● Assigned task:
All of the entries below should be returned verbatim, apart from the pictures.
START Provided records
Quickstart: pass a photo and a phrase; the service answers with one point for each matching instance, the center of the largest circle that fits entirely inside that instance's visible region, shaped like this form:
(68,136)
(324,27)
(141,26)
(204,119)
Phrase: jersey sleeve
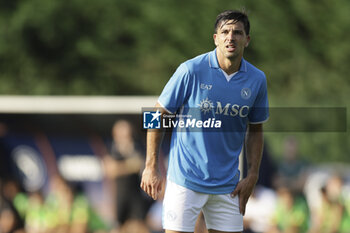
(260,110)
(176,91)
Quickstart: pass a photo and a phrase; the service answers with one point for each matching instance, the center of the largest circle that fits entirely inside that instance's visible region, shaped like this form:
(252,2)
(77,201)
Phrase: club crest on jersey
(246,93)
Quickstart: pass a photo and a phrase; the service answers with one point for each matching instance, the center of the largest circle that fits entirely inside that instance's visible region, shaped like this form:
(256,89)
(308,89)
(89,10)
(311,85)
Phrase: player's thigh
(215,231)
(222,214)
(181,208)
(170,231)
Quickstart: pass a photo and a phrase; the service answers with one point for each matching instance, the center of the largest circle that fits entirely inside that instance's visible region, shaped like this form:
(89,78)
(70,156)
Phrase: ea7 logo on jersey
(246,93)
(151,120)
(206,86)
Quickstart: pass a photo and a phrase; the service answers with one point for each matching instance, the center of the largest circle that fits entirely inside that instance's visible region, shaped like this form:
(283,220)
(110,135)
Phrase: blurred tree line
(122,47)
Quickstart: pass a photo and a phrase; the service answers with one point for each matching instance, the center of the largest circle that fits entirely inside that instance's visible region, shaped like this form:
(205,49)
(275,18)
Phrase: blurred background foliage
(120,47)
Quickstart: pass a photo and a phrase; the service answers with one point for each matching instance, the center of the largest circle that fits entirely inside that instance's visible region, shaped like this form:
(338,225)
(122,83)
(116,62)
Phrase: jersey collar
(213,62)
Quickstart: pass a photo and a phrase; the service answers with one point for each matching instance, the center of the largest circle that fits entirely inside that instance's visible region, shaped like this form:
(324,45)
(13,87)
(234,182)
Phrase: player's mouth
(230,47)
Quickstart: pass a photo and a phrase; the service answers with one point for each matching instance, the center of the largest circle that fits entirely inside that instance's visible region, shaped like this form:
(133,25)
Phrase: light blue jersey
(207,161)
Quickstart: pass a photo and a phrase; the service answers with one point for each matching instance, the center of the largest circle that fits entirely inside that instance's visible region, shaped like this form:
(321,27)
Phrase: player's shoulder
(254,71)
(197,63)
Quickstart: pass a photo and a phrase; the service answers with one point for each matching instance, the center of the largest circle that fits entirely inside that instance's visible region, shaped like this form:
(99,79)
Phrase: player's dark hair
(236,16)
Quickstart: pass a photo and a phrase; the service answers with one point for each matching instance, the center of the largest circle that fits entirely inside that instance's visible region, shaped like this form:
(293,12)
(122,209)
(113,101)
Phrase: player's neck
(230,66)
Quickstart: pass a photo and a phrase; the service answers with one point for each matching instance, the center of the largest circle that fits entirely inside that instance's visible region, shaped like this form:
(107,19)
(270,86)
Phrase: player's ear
(248,40)
(214,37)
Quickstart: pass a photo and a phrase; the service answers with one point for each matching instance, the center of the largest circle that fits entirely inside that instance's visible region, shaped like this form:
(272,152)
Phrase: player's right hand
(151,182)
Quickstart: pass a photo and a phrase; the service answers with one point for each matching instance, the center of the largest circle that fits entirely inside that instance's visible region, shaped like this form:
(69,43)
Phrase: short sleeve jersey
(203,161)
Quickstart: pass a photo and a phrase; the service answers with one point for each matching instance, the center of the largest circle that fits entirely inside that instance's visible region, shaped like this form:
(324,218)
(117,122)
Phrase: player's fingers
(153,191)
(236,191)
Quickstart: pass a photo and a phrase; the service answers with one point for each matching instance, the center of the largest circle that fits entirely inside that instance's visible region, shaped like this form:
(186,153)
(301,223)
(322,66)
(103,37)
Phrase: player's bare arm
(254,146)
(151,181)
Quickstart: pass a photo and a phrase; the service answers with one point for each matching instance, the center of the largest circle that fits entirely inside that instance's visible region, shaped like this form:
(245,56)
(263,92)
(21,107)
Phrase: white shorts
(181,207)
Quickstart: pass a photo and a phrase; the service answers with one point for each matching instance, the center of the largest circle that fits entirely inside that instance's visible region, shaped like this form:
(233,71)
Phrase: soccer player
(203,170)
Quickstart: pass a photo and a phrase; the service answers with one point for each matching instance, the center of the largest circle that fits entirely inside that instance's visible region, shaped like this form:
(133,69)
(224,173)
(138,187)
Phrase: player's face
(231,40)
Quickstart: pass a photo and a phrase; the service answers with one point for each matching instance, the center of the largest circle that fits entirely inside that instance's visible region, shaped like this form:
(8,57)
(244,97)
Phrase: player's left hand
(244,189)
END Provided records
● Your solution:
Quickstart: pass a photo and a phrase; the service answers with one point for each matching instance, the center of the largest circle that fits entirely inside that instance's visible region, shaped like this form:
(68,136)
(324,27)
(141,26)
(204,119)
Phrase: jersey sleeve
(260,110)
(176,91)
Quickstart: pass a photo and a phrase; the service answers with one point for each matching instance, the center of the largest circle that fits entirely inside that instance's visible region, shaped like this form:
(252,2)
(77,201)
Phrase: club crest on jersey
(246,93)
Quickstart: pass a photo and a phrase; the service answers with one point for each matching instance, the center of the largest circle that fits entirely inside that instance's visible region, shaped like this form:
(256,89)
(308,89)
(89,10)
(311,85)
Phrase: player's thigh
(215,231)
(222,214)
(181,208)
(170,231)
Quickstart: pass a photo and a phrase; the service answers with one point for each matching instance, the center of the largest circle that fits entirely inside that instance's visible region, shaped like this form:
(89,78)
(70,156)
Phrase: ea7 logo on jersey
(246,93)
(151,120)
(206,86)
Quickstart: pass a photo and a phrase; the service answers with one point for each matching instance, the center of the largest circle that fits entirely inside that instance's visible region, shaped like this form:
(283,220)
(110,135)
Phrase: blurred tree line
(122,47)
Quickstart: pass a photo and a phrase; the service answers with one point for each matching instance, the center of the largest circle that fits entirely inside that instance's visible region, shaped like this form:
(205,49)
(275,18)
Phrase: blurred background foliage
(120,47)
Quickstart: pass a photo and a phrase; the service answers with one point for each matching instance, the center of the largest circle that fits entirely inside that instance's visible region, shaped like this form:
(338,225)
(122,83)
(116,62)
Phrase: jersey collar
(213,62)
Quickstart: pass a photo and a phrase; the service answers with one point for each matching instance, the center of the largest circle that fits entirely inside that instance's visible region, shaped like this form:
(324,45)
(13,87)
(234,182)
Phrase: player's mouth
(230,47)
Quickstart: pass a photo and a phrase; the service answers with one point for each matching instance, the center of the largest circle that fits entirely inside that instance's visible region, shaped like this form:
(133,25)
Phrase: light blue jersey
(207,161)
Quickstart: pass a photo and a phrase; the service answers with one point for each matching instance, the center of the largest circle that fits entirely inside that instance's visible region, shaped like this form:
(321,27)
Phrase: player's shoulder
(254,71)
(197,63)
Quickstart: pass a photo and a phrase; the service answers with one point for each matching instance, the center of the largest circle that fits entirely inside that instance's visible region, shaped like this form:
(99,79)
Phrase: player's dark hair
(236,16)
Quickstart: pass a photo and a phrase; the service answers with one point for each matching instance, the center of the largest circle that fits entirely inside that instance's visible region, shaped like this form:
(293,12)
(122,209)
(113,101)
Phrase: player's neck
(230,66)
Quickstart: pass a photo and a phrase; the service answers with one point for each matching instance, the center of the largest circle that fits entirely inside that instance's visible region, shaped like this form:
(107,19)
(270,86)
Phrase: player's ear
(248,40)
(214,37)
Quickstart: pass a photo and a phrase; the service answers with one point for each matching instance, the center of the largest circle that fits entirely inside that instance's visible region, shaped like this form:
(272,152)
Phrase: player's right hand
(151,182)
Quickstart: pass a photo and a phrase; the service answers with one point for each matching instance, the center of the largest circle that fits entirely inside that instance's visible region, shaped like this form:
(69,43)
Phrase: short sleeve jersey
(203,161)
Quickstart: pass a photo and a phrase; the service answers with one point for each matching instance, the center of the largest circle that fits entirely inside that instance's visible region, shaped like this form:
(324,218)
(117,122)
Phrase: player's fingers
(153,191)
(236,191)
Quickstart: pass a photo and a phrase; the service answers with one point for each matching instance, the center of the largest circle that fits entirely inside that instance's visible region, shaped like this form:
(186,153)
(301,223)
(322,66)
(103,37)
Phrase: player's bare arm
(254,146)
(151,181)
Quickstart: pass a photo and a phrase; the service answers with one point for each matching instance, the center of the largest circle that fits entirely inside that instance's visible region, shaped like this form:
(245,56)
(263,92)
(21,107)
Phrase: white shorts
(181,207)
Quickstart: pass a photo and a phrase; the service answers with one point for each matching instance, the center of the largest circle that fits entirely inside that instance's visible region, shaped like this form:
(233,71)
Phrase: soccer player
(203,170)
Quickstart: pass a photo and a phrase; the service answers with one point for each matching instance, the center of the largest circle that fits entirely inside that instance's visible region, shaped like this form:
(133,69)
(224,173)
(138,187)
Phrase: player's face
(231,40)
Quickstart: pass a photo and a phrase; the service answers with one point for each matching instance, the center of the largest circle that fits entirely inside that instance's visible region, shaped like this form:
(8,57)
(244,97)
Phrase: player's left hand
(244,189)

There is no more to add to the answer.